> [INSTRUCTIONS TO FOLLOW] Find the line that contains "Return one point per instance of the green grass". Output it and every line after it to the end of the records, exactly as they appear.

> [RECORDS FOR THIS TASK]
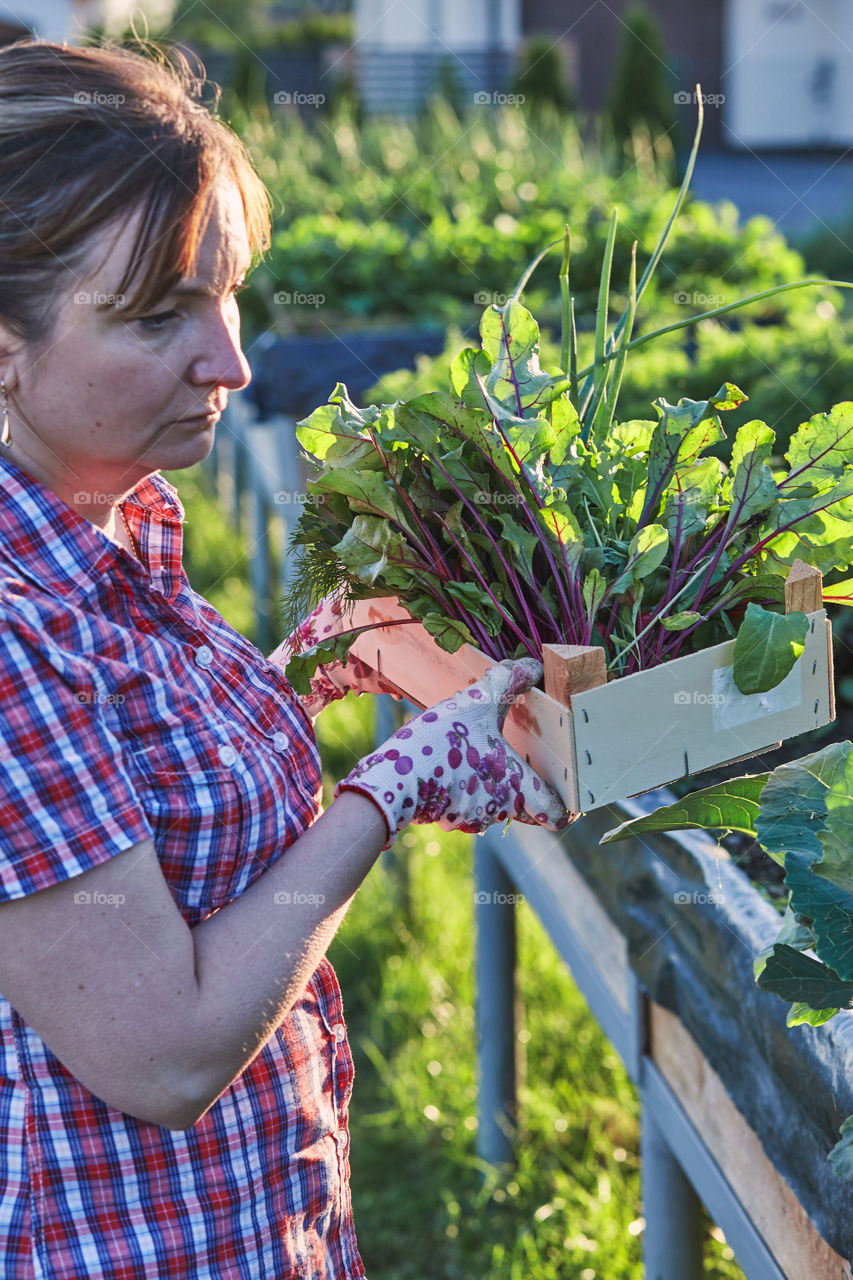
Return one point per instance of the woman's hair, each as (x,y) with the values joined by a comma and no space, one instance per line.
(90,136)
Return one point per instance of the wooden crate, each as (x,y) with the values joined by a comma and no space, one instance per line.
(598,741)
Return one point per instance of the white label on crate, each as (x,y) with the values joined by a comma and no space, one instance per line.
(733,708)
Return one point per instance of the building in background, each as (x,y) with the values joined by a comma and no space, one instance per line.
(72,19)
(405,49)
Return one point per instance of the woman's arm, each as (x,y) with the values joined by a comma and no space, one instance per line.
(156,1018)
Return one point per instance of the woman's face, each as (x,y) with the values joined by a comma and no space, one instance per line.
(110,400)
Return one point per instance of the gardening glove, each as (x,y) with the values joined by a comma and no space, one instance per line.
(452,766)
(336,679)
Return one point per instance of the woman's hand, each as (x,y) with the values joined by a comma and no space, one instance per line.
(452,766)
(333,680)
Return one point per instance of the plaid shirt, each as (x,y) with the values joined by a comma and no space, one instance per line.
(131,709)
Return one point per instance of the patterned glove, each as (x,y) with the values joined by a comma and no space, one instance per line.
(452,766)
(334,680)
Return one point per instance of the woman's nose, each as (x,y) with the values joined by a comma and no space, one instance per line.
(222,361)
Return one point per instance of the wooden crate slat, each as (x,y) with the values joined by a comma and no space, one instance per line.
(626,736)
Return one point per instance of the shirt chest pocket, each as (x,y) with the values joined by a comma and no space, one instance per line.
(197,794)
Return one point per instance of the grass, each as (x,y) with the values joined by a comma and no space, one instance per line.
(425,1207)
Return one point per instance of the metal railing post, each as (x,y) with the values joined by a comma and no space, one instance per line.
(673,1237)
(496,993)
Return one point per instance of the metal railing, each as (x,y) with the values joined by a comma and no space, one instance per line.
(256,470)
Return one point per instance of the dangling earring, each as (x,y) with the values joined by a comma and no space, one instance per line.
(5,437)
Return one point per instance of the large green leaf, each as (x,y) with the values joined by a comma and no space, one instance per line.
(646,552)
(767,647)
(829,912)
(797,977)
(725,807)
(752,487)
(793,804)
(840,1157)
(690,496)
(510,336)
(366,545)
(836,839)
(822,448)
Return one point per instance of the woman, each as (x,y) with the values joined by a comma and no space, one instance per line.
(174,1073)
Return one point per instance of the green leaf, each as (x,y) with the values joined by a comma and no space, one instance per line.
(680,621)
(448,634)
(793,805)
(796,977)
(593,592)
(767,647)
(822,448)
(646,552)
(365,547)
(836,839)
(751,481)
(366,492)
(464,371)
(510,336)
(693,492)
(840,1157)
(730,805)
(801,1013)
(683,433)
(302,666)
(477,603)
(566,428)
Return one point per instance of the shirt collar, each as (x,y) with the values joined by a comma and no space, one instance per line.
(51,543)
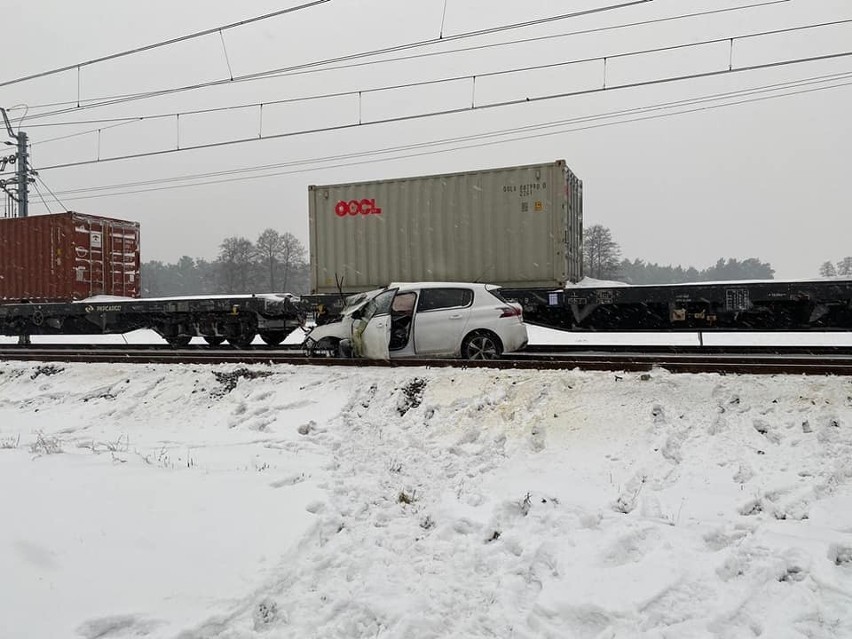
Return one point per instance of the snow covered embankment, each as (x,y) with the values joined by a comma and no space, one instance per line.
(339,502)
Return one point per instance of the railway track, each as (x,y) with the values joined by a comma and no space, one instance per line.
(739,360)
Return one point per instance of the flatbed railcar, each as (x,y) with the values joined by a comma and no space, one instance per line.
(237,319)
(823,305)
(819,305)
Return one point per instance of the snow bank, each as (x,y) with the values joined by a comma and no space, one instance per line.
(192,501)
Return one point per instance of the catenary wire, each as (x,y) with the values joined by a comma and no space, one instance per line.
(44,184)
(260,75)
(365,157)
(41,197)
(533,127)
(162,43)
(293,71)
(466,109)
(489,74)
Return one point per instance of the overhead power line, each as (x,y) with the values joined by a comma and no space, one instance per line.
(85,104)
(321,66)
(406,85)
(162,43)
(684,106)
(731,70)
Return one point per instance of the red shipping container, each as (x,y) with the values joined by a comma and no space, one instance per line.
(68,256)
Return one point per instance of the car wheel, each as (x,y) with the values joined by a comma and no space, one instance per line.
(326,347)
(243,340)
(481,345)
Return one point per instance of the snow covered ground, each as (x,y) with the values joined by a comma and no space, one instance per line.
(225,501)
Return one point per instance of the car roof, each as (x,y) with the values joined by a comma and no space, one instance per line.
(407,286)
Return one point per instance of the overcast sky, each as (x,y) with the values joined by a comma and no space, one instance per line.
(765,179)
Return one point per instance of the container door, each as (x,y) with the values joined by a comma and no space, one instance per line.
(374,324)
(97,257)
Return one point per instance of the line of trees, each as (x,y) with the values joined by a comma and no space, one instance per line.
(843,268)
(274,263)
(603,261)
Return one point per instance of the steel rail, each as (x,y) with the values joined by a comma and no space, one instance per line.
(758,364)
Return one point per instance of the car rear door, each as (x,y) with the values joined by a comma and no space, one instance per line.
(374,326)
(441,318)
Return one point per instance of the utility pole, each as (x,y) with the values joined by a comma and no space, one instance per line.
(21,159)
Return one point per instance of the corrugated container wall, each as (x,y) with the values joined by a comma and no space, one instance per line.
(520,227)
(68,256)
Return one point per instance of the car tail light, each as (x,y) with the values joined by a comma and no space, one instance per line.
(510,311)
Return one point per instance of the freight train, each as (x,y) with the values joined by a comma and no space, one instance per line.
(520,227)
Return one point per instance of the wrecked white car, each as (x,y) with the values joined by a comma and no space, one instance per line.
(436,319)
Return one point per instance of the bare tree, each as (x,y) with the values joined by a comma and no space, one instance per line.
(600,253)
(269,250)
(827,270)
(844,267)
(235,263)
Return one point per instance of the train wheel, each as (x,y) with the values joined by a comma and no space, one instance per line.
(243,340)
(273,338)
(179,341)
(481,345)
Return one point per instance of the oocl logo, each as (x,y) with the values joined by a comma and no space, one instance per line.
(357,207)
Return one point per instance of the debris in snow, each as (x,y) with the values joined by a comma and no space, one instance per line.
(47,371)
(412,395)
(46,445)
(265,613)
(230,379)
(841,555)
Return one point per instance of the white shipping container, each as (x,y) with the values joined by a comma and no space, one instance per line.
(520,227)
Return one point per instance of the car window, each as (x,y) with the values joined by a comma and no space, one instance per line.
(379,305)
(403,304)
(432,299)
(496,293)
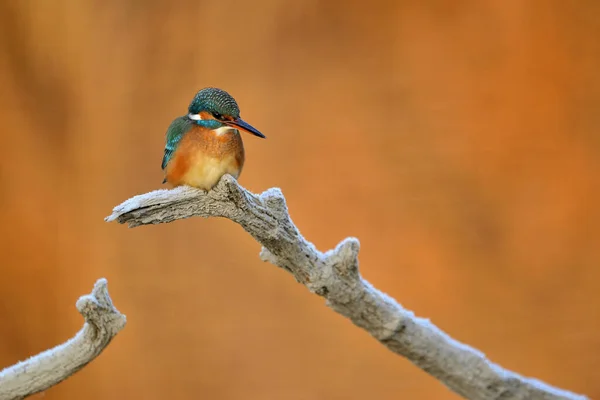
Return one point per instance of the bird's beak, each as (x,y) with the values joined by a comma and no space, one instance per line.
(240,123)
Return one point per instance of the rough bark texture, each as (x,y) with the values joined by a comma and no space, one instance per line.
(38,373)
(334,275)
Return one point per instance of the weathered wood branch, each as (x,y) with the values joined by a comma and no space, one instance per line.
(38,373)
(334,275)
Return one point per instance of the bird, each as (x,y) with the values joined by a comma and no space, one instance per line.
(206,144)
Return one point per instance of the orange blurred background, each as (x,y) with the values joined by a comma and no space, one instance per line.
(458,140)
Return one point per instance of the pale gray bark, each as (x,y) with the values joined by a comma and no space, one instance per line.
(334,275)
(102,322)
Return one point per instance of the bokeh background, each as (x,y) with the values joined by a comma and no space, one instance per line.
(458,140)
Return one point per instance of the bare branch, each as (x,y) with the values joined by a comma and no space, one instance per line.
(334,275)
(38,373)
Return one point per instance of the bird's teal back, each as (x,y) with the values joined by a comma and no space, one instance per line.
(176,130)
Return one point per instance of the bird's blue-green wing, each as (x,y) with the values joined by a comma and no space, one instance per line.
(176,130)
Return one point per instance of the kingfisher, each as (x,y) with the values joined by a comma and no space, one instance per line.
(206,144)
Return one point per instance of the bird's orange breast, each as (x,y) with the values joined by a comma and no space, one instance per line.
(203,156)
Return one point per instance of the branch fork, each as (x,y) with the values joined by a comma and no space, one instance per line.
(335,276)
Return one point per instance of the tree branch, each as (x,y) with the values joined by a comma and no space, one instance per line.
(38,373)
(334,275)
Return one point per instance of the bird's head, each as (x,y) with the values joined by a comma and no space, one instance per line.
(212,104)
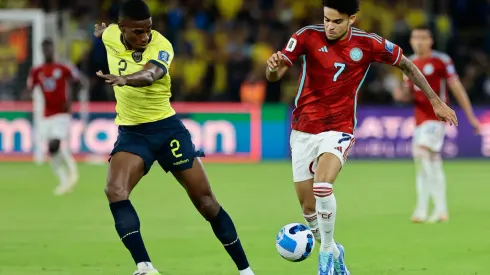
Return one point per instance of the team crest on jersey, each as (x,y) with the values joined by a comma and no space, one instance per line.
(291,45)
(390,47)
(137,56)
(428,69)
(356,54)
(56,73)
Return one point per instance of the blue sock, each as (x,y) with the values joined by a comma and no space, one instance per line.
(225,231)
(128,228)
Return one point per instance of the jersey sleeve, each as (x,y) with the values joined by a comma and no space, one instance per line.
(162,55)
(386,52)
(32,79)
(294,48)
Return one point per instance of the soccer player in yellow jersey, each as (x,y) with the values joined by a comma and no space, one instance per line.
(139,60)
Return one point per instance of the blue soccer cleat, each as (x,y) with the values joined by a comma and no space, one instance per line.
(325,263)
(339,264)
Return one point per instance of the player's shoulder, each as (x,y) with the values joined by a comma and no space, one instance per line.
(111,34)
(364,37)
(443,57)
(159,42)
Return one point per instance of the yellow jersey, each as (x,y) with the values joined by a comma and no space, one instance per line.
(137,105)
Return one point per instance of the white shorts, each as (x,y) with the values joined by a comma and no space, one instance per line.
(429,134)
(306,148)
(56,127)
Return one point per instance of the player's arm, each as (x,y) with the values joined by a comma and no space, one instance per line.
(415,75)
(279,63)
(461,97)
(31,84)
(404,93)
(150,73)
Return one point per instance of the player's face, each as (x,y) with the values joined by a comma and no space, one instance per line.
(48,51)
(421,41)
(336,24)
(136,33)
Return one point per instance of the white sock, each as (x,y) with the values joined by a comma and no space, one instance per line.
(439,178)
(312,221)
(69,162)
(143,266)
(326,207)
(58,168)
(422,184)
(247,271)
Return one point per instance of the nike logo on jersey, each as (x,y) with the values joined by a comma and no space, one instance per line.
(323,49)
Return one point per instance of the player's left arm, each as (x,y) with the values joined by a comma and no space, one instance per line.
(444,112)
(154,70)
(461,97)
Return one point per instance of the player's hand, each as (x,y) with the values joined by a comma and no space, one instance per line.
(444,113)
(475,123)
(99,29)
(276,61)
(114,80)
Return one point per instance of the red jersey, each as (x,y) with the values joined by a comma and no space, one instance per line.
(332,74)
(438,69)
(52,78)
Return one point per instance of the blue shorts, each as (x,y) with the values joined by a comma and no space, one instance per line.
(166,141)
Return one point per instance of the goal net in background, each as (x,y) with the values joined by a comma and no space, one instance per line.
(21,35)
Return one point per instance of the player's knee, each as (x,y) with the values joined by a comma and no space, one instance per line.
(208,206)
(54,146)
(115,193)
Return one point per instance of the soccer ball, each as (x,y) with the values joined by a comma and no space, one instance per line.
(295,242)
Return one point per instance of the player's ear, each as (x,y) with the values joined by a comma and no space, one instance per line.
(352,19)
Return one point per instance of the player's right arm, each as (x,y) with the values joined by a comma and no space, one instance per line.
(279,63)
(32,82)
(157,67)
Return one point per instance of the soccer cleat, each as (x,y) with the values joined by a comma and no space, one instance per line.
(325,263)
(339,264)
(435,218)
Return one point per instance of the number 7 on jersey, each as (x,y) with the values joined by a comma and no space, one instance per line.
(341,67)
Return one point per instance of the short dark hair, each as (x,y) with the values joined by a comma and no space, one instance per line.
(48,41)
(349,7)
(423,27)
(134,10)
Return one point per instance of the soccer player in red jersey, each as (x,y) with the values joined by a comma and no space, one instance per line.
(335,59)
(52,77)
(429,134)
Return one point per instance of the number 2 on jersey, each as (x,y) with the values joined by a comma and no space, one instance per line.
(122,66)
(342,67)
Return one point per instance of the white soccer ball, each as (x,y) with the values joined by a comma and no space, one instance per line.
(295,242)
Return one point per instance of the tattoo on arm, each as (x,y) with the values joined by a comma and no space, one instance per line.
(412,72)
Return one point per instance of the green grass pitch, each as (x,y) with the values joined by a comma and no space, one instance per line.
(75,235)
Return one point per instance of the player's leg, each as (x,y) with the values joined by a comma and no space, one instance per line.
(332,153)
(421,157)
(429,145)
(435,139)
(60,133)
(196,183)
(56,163)
(130,160)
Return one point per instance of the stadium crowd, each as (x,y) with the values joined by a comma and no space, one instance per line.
(221,45)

> [THE REPLY]
Return one point per instance of the green grass pitch, each as (x,y) with the values joined by a comma and no space, one instance per line.
(75,235)
Return one point per instance of the player's leg, each as (x,y) with the values joined by a comma and no space, one instance per line.
(332,153)
(421,157)
(429,145)
(435,139)
(60,133)
(196,183)
(56,163)
(130,160)
Return one point per instance of the stadium crowd, each as (x,y) with the values joined by a comma and no space, one instance per line.
(221,45)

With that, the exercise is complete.